IWPR'S BALKAN CRISIS REPORT No. 552 - April 15, 2005
Comment: Balkan Media Should be More Probing
There is plenty for investigative journalists to do in the Balkans, but few media outlets where their voices can be heard.
By Marcus Tanner in Belgrade (BCR No 552, 15-Apr-05)
It was while searching for some fresh ideas on the subject of investigative journalism that I recently picked up a copy of "Tell Me No Lies: Investigative Journalism and its Triumphs" at my local bookshop.
This is a selection of some of the best pieces of this and the last century's investigative journalism, including Martha Gellhorn's report from a just-liberated Nazi death camp in 1945, Seymour Hersh's revelation of the 1969 My Lai massacre in North Vietnam and many others.
It wasn't these famous articles that I was interested in so much as editor John Pilger's introduction, in which he outlined his thoughts on why investigative journalism remains so important to the well being of a healthy democracy.
Pilger opened with a line from Oscar Wilde, "Disobedience, in the eyes of anyone who has read history, is man's original virtue." This really sums up much of what investigative reporting is about. The difference between true investigative journalism and journalism of the government variety lies in the willingness of the journalist to put the critical faculty that we all possess into action. That is the nature of his or her disobedience.
And as Pilger adds, the importance of this craft lies in the fact that secretive powers have always loathed and feared journalists who push back screens, peer behind facades and lift rocks. At the same time, journalism offers the means by which injustice can be not only exposed but also articulated. As he put it, “Without it, our sense of injustice would lose its vocabulary and people would not be armed with the information they need to fight it.”
Flipping through this book, it is easy to feel nostalgic for the great age of what people once called “the fourth estate". In that pre-TV age, when newspapers were ready by virtually every literate person, they had the power - by virtue of their vast circulations - to hold executive power to account.
Gellhorn was given to reflecting that journalism - her own and others' - had little effect on what happened, but she underestimated herself. Her writing on life behind Republican lines in the Spanish Civil War, for example, shaped popular perceptions of the conflict far more than the official sources of information. It helped to form international viewpoints on regimes like Franco's and articulate a growing rejection of fascism as a legitimate model of government.
Pilger's own articles in the British Daily Mirror on Pol Pot's genocide in Cambodia, which later became the TV documentary Year Zero, so embarrassed the British government that it was forced to "de-recognise" the Phnom Penh government.
★ ★ ★
Objective »
Continue the commentary on investigative journalism in the Balkans, picking up after its last sentence.
★ ★ ★
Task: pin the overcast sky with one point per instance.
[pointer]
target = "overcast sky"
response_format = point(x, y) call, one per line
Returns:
★ ★ ★
Expected answer »
If relatively well run, long-established democracies like the United States or Britain still need probing, delving disobedient journalists, the need is that much greater in eastern and south-eastern Europe, where democracy is a recent import and executive power enjoys far greater control over the dissemination of information than it does further west.
Here, the disobedient journalist faces greater physical dangers and has far fewer potential protectors when trying to hold irresponsible and arbitrary government to account.
I think of Zeljko Kopanja, editor of Banja Luka's Nezavisne Novine. His willingness to probe Serbian war crimes in his native Bosnia left him without his legs – both amputated by a bomb placed under his car in 1999. One of his offending articles was a groundbreaking story on how a group of paramilitary thugs called the “Mice” terrorised the central Bosnian town of Doboj in 1992, after being trained by a special unit of Serbia's state security service called the Red Berets.
On the internet, I chanced on this contribution from Clyde Mueller, an American photographer who worked with Kopanja in 1999. He wrote, “Many of us have never faced the decisions or consequences Kopanja faced. How many times has your publisher made a decision to publish a story knowing that publishing it could very well cost her or his life? How many times do you drive to work knowing someone wants to kill you because of the stories your newspaper publishes?”
He added, “I learned first hand through Zeljko Kopanja what consequences can arise from the pursuit of and reporting of the truth.”
This case is at least quite well known. Many others are not. Reading an article put out by the Institute for War and Peace Reporting on journalism in Romania last year, I was reminded of the regular physical harassment of difficult, disobedient journalists in this European Union candidate state, which is expected to join that exclusive club in 2007.
My IWPR colleague in Romania reported that 16 journalists had suffered physical attacks in 2003 after writing reports about corrupt officials or about the local mafia. Many more were on the receiving end of anonymous death threats.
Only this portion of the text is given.